If consecutive tokens are separated by hyphen symbol, and these tokens consist of letters, then these tokens are joined together as forming a "hyphenated word":

In [42]:
text = Text('See on vää-ää-ääga huvitav, aga kas ka ka-su-lik?!')
text = TokensTagger().tag(text)
CompoundTokenTagger(tag_hyphenations=True).tag(text) # tagging switched on (default setting)
text.compound_tokens

layer name,attributes,parent,enveloping,ambiguous,span count
compound_tokens,"type, normalized",,tokens,False,2

text,start,end,type,normalized
vää-ää-ääga,7,18,hyphenation,
ka-su-lik,39,48,hyphenation,


Note that the language phenomen covered by "hyphenation compound tokens" is actually wider: in addition to hyphenated words, it also covers stretched out words (such as _'vää-ää-ääga'_) and syllabified words (such as _'ka-su-lik'_).

#### Technical details

**`CompoundTokenTagger`** combines the knowledge about token spans (produced by `TokensTagger`), and the knowledge about the original tokenization (i.e. which text units were separated by whitespace in the original text) to determine which tokens should be joined into compound ones. This process consists of the following steps:

1. **Tagging of _strict tokenization hints_**: `estnltk.taggers.RegexTagger` is applied to find non-overlapping text spans that correspond to tokens that need to be joined. In this phase, the following types of compounding hints are tagged:

      1.1 `numeric` expressions like numbers with decimal separators (e.g. `'10,5'`), numbers with digit group separators (e.g. `'10 000 000'`), and common formats of numeric dates (`'02.02.2010'`) and times (`'22:55'`);      
      1.2 "X-per-Y" style `units` (e.g. speed units like `'km/h'` or `'MB/s'`, and emission units like `'g/km'`);          
      1.3 `emails` and `www_addresses` (like `'big@boss.com'` or `'www.neti.ee'` or `'https://www.postimees.ee'`);  
      1.4 commonly used `emoticons` (like `:)`, `:D` or  `:-P`);   
      1.5 `names_with_initial` (like `'A. H. Tammsaare'` or `'J.K. Rowling'`);   
      1.6 commonly used `abbreviations` (like `'s.o.'`, `'st'`, or `'a.'`);  
            
2. **Creating an initial list of compound tokens** based on the _strict tokenization hints_ (produced in the previous step), and  _the hyphenation logic_.

§ Exercise aim
Reproduce word for word the stretch of the compound-token article from "text = TokensTagger().tag(text)" through "(such as _'ka-su-lik'_).".

§ Information given
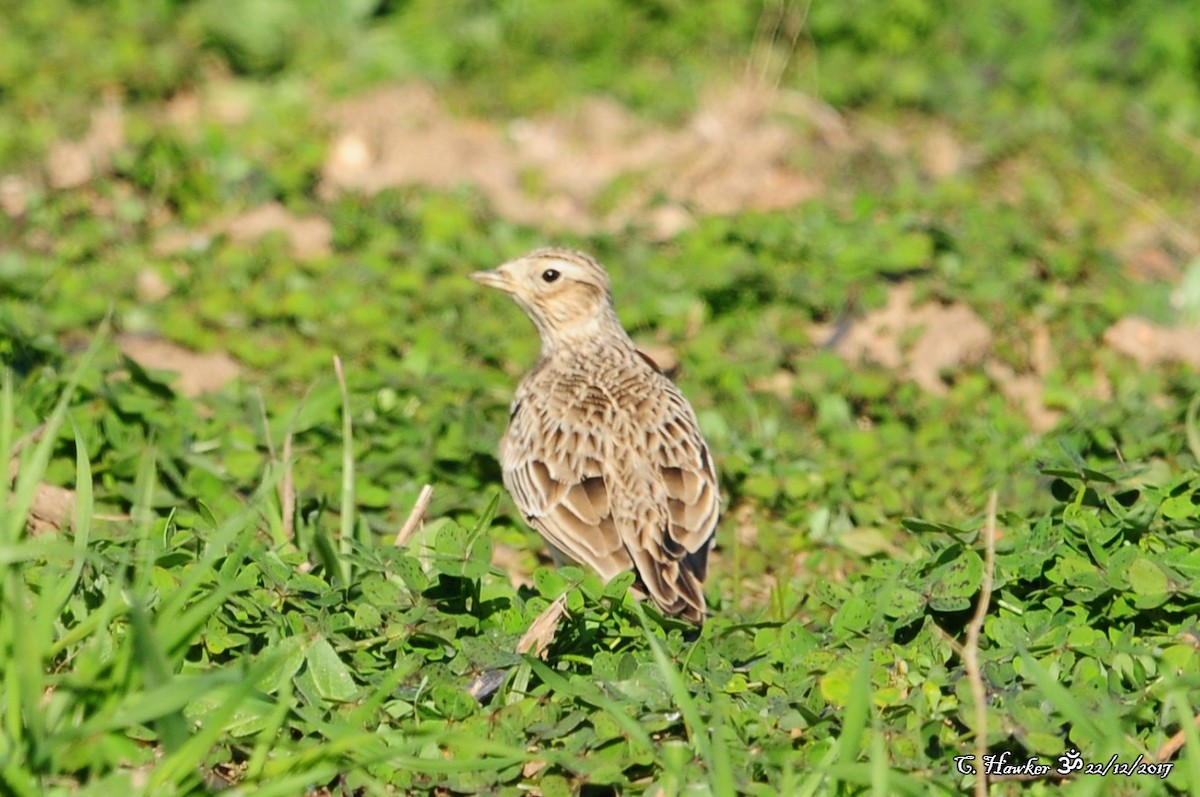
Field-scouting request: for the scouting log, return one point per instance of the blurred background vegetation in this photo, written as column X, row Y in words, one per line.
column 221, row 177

==

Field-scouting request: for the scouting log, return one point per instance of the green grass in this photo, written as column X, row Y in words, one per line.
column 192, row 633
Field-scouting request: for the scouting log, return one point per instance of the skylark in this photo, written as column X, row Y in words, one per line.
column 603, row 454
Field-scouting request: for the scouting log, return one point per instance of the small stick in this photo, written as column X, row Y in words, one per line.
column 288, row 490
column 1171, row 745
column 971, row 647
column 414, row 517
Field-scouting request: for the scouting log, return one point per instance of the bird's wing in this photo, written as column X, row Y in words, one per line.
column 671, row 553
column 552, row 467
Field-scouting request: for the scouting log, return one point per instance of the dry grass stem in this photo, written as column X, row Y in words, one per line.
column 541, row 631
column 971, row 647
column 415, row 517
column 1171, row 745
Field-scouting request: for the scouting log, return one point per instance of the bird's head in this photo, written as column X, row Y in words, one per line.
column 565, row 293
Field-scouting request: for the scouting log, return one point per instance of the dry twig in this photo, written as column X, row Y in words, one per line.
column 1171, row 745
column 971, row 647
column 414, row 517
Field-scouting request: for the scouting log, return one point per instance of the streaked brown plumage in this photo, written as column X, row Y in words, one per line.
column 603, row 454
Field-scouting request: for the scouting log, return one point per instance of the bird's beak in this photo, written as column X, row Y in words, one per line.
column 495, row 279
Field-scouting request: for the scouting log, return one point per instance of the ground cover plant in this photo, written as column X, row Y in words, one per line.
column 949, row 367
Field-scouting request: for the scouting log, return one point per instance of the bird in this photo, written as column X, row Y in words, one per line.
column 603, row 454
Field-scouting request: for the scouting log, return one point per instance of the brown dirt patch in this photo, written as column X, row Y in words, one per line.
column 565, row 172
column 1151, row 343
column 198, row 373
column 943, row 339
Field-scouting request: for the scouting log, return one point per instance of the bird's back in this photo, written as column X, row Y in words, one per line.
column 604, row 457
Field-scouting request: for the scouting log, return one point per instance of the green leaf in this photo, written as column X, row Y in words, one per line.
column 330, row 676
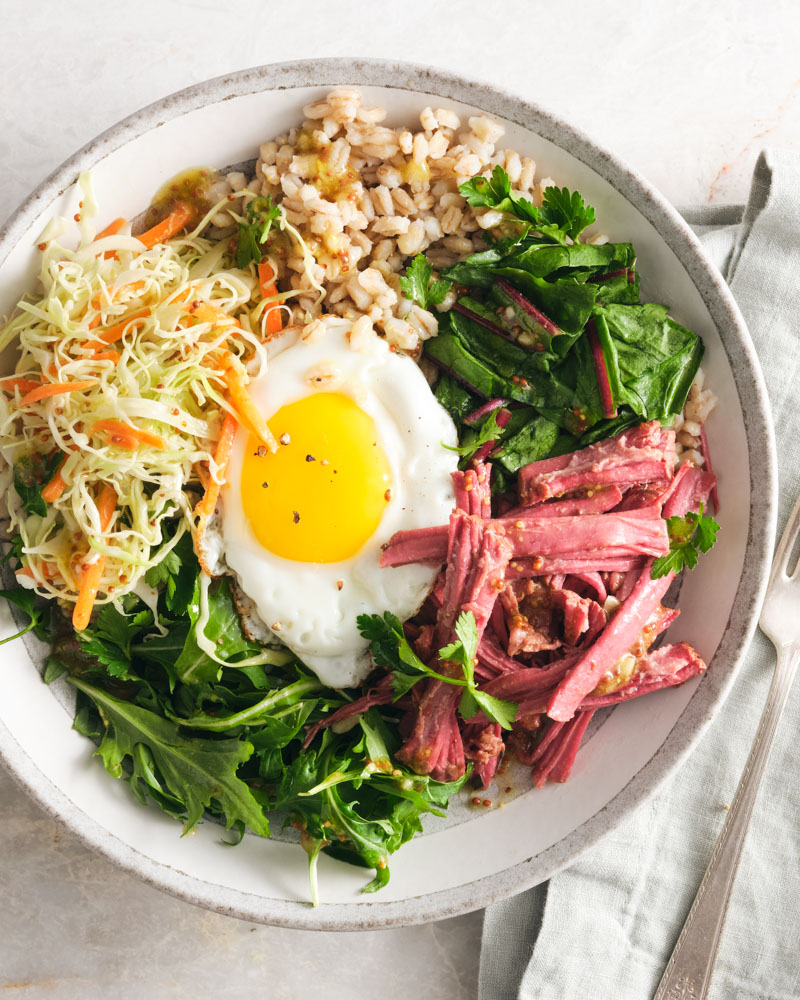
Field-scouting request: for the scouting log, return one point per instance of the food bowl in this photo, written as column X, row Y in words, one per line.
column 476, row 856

§ The response
text = TokensTagger().tag(text)
CompoundTokenTagger(tag_hyphenations=True).tag(text) # tagging switched on (default setting)
text.compound_tokens

layer name,attributes,parent,enveloping,ambiguous,span count
compound_tokens,"type, normalized",,tokens,False,2

text,start,end,type,normalized
vää-ää-ääga,7,18,hyphenation,
ka-su-lik,39,48,hyphenation,


Note that the language phenomen covered by "hyphenation compound tokens" is actually wider: in addition to hyphenated words, it also covers stretched out words (such as _'vää-ää-ääga'_) and syllabified words (such as _'ka-su-lik'_).